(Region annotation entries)
* * *
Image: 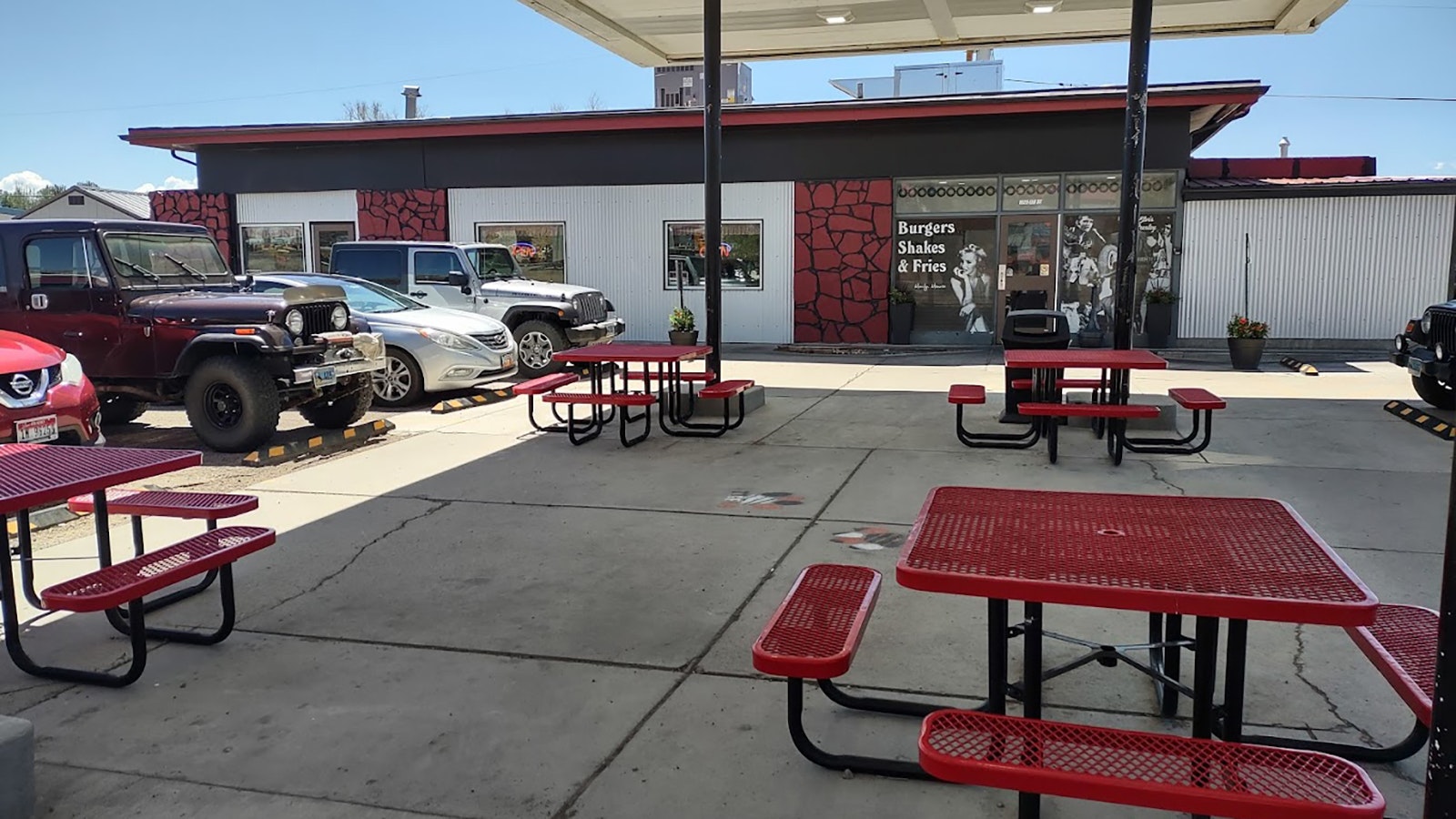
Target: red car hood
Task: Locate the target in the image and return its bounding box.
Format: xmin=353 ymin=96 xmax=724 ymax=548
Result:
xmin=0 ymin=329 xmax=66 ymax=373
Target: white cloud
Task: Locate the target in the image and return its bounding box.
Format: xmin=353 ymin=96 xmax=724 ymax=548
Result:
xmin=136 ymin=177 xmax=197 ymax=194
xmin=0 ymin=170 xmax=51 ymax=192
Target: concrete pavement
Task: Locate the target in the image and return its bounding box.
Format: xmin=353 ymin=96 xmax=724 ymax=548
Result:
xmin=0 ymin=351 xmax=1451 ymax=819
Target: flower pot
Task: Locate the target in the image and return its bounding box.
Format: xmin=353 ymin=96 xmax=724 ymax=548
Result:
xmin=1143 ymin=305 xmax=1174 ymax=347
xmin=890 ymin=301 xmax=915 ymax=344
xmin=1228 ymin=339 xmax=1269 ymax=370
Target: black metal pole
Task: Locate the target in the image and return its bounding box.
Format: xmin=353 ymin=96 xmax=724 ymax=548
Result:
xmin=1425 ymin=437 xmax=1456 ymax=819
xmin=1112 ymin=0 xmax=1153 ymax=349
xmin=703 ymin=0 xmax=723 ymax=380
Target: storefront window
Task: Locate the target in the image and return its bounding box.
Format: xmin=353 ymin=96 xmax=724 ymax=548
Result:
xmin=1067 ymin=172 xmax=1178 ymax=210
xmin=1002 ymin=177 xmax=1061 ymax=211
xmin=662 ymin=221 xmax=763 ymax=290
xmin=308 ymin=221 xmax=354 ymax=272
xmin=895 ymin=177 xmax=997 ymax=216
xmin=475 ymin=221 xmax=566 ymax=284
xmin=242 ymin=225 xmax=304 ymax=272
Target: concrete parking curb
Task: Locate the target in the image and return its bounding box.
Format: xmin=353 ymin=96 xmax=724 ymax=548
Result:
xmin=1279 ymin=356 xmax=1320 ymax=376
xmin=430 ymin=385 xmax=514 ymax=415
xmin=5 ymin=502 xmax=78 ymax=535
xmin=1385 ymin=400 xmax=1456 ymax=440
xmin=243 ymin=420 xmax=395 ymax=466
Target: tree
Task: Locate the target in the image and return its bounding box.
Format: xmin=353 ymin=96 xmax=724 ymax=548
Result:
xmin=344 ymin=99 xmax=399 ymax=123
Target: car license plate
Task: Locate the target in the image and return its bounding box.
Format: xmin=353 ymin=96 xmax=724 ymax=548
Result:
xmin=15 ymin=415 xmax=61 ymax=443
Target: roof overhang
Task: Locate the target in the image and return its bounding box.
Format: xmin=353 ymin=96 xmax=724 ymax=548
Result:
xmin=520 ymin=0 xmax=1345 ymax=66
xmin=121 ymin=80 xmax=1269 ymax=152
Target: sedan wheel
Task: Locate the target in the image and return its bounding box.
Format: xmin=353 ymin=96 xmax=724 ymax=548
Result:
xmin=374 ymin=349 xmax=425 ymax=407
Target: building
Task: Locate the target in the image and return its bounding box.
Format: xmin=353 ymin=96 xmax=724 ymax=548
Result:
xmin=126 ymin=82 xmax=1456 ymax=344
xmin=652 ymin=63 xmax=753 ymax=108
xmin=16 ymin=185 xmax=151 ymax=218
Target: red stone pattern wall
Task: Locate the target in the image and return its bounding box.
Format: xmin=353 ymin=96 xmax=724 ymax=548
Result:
* * *
**Required task**
Rewrite all the rows above, substituting "enclosing rectangle" for every "bounding box" and keeping everything else the same. Omit the pictures from your answer.

**Result**
Image: 
Target: red car hood
Task: Locate the target in the image and return its enclosing rectangle.
Format: xmin=353 ymin=96 xmax=724 ymax=548
Result:
xmin=0 ymin=329 xmax=66 ymax=373
Target: white cloud
Task: Locate the target in the image and return its enclosing rectangle.
Format: xmin=353 ymin=96 xmax=724 ymax=548
Result:
xmin=136 ymin=177 xmax=197 ymax=194
xmin=0 ymin=170 xmax=51 ymax=192
Target: concrete pavement
Task: Locate the target in the image and return its enclosing rectangle.
Format: xmin=353 ymin=96 xmax=724 ymax=548
Result:
xmin=0 ymin=351 xmax=1451 ymax=819
Target: flower pot
Task: Locate the target in the image and return its enclosing rectangle.
Format: xmin=353 ymin=96 xmax=724 ymax=548
Result:
xmin=1143 ymin=305 xmax=1174 ymax=347
xmin=890 ymin=301 xmax=915 ymax=344
xmin=1228 ymin=339 xmax=1269 ymax=370
Target: black metal pole
Task: Locate the target in the image and return its enclosing rectangle.
Format: xmin=353 ymin=96 xmax=724 ymax=548
Result:
xmin=1425 ymin=437 xmax=1456 ymax=819
xmin=1112 ymin=0 xmax=1153 ymax=349
xmin=703 ymin=0 xmax=723 ymax=380
Target: storefront window
Task: Locate the target in the image and return its enclosing rectangle.
Format: xmin=353 ymin=96 xmax=724 ymax=548
Result:
xmin=1067 ymin=172 xmax=1178 ymax=210
xmin=1002 ymin=177 xmax=1061 ymax=211
xmin=662 ymin=221 xmax=763 ymax=290
xmin=308 ymin=221 xmax=354 ymax=272
xmin=895 ymin=177 xmax=997 ymax=216
xmin=475 ymin=221 xmax=566 ymax=284
xmin=242 ymin=225 xmax=304 ymax=272
Target: concrete parking curb
Task: Locate the target in the image and return its enclosing rectangle.
Format: xmin=353 ymin=96 xmax=724 ymax=548
Result:
xmin=1279 ymin=356 xmax=1320 ymax=376
xmin=430 ymin=385 xmax=514 ymax=415
xmin=5 ymin=502 xmax=78 ymax=535
xmin=1385 ymin=400 xmax=1456 ymax=440
xmin=243 ymin=420 xmax=395 ymax=466
Target: tree
Task: Locate the target in the image and return its enclosing rectangle.
Format: xmin=353 ymin=96 xmax=724 ymax=548
Result:
xmin=344 ymin=99 xmax=399 ymax=123
Target: car license plate
Task: Locate the target in the image and return its enclosing rectangle.
Format: xmin=353 ymin=96 xmax=724 ymax=548
Result:
xmin=15 ymin=415 xmax=61 ymax=443
Target: roof overhang
Task: Locate the target in the image and return its enclosing rectangle.
Format: xmin=353 ymin=96 xmax=724 ymax=548
Result:
xmin=520 ymin=0 xmax=1345 ymax=66
xmin=121 ymin=80 xmax=1269 ymax=152
Target: sedan wheel
Task: Locate the target in the image and return its enclosing rectangle.
Format: xmin=353 ymin=96 xmax=724 ymax=548
Result:
xmin=374 ymin=349 xmax=425 ymax=407
Target: building
Task: Locate the target in the image and return its enclosing rectangle.
Format: xmin=353 ymin=96 xmax=724 ymax=548
Result:
xmin=126 ymin=82 xmax=1456 ymax=344
xmin=652 ymin=63 xmax=753 ymax=108
xmin=16 ymin=185 xmax=151 ymax=218
Target: red stone pattern wall
Task: Locate the target in the image and return its enclosing rectangle.
Format: xmin=353 ymin=96 xmax=724 ymax=548
Result:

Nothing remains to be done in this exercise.